EXERCISE OBJECTIVE:
For each statement, say whether it agrees with the PCI bridge patch description below, answering yes or no and quoting the words from it that decide: (a) pbus_size_io() and pbus_size_mem() return zero on success; (b) the author is sending the bugfix and the Thunderbolt patch together as one patch; (c) in the worst case, MMIO ends up assigned and MMIO_PREF unassigned.
--- Begin EXTRACT PROVIDED ---
[PATCH 1/2] PCI: fix serious bug when sizing bridges with additional size

From: Nicholas Johnson
Date: Wed Feb 06 2019 - 05:25:29 EST


Background: I discovered a bug while preparing my next patch for
Thunderbolt native PCI enumeration. This bugfix is vital for that next
Thunderbolt patch. They are related and could be put together but I am
presenting them as separate patches.

Nature of problem: On boot, the PCI bridges are handled in the function
pci_assign_unassigned_root_bus_resources(). This function makes multiple
passes / attempts to assign all of the resources. It calls
__pci_bus_size_bridges() which tries to assign required resources, plus
additional requested space. It makes calls to pbus_size_io() and
pbus_size_mem() which return zero on success. However, these functions
misleadingly return non-zero if the resource is already assigned.

The fallout: If the first attempt to allocate resources on a bridge
succeeds in 64-bit MMIO_PREF, but fails in 32-bit MMIO, then a second
attempt is made. Then, the __pbus_size_mem() returns non-zero for
MMIO_PREF because the resource is already assigned. That makes
__pci_bus_size_bridges() think there is no space (ENOSPC) and it
attempts to assign the sum of the MMIO_PREF and MMIO sizes into a 32-bit
window. This means that it tries to request the sum of the the MMIO and
MMIO_PREF size into the MMIO window. In the best case, the MMIO size is
equal to the MMIO_PREF size and we get double the window in MMIO, and
the correct size in MMIO_PREF, and nothing bad happens. In a worse case,
doubling the size makes it fail due to lack of space in the miniscule
MMIO 32-bit address space. In that case, we might be able to reduce the
requested size. In the worst case, we have requested for a vast amount
of MMIO_PREF, and a small amount of MMIO. The kernel tries to assign the
sum of the sizes of the two types in the MMIO window, leaving us with
MMIO_PREF assigned and MMIO unassigned due to the requested size being
too large to assign. In this case, there is nothing we can do about it.
--- End EXTRACT PROVIDED ---
--- Begin GIVEN ENTRIES ---
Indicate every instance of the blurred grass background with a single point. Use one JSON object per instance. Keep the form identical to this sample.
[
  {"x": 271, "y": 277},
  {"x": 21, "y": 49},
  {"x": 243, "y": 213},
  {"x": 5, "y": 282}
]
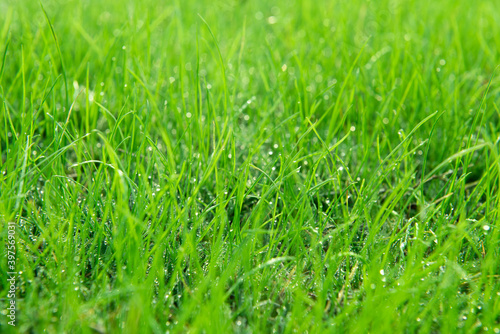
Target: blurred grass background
[{"x": 251, "y": 166}]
--- End GIVEN ENTRIES ---
COMPLETE RESPONSE:
(a) Yes: "which return zero on success."
(b) No: "I am presenting them as separate patches."
(c) No: "leaving us with MMIO_PREF assigned and MMIO unassigned"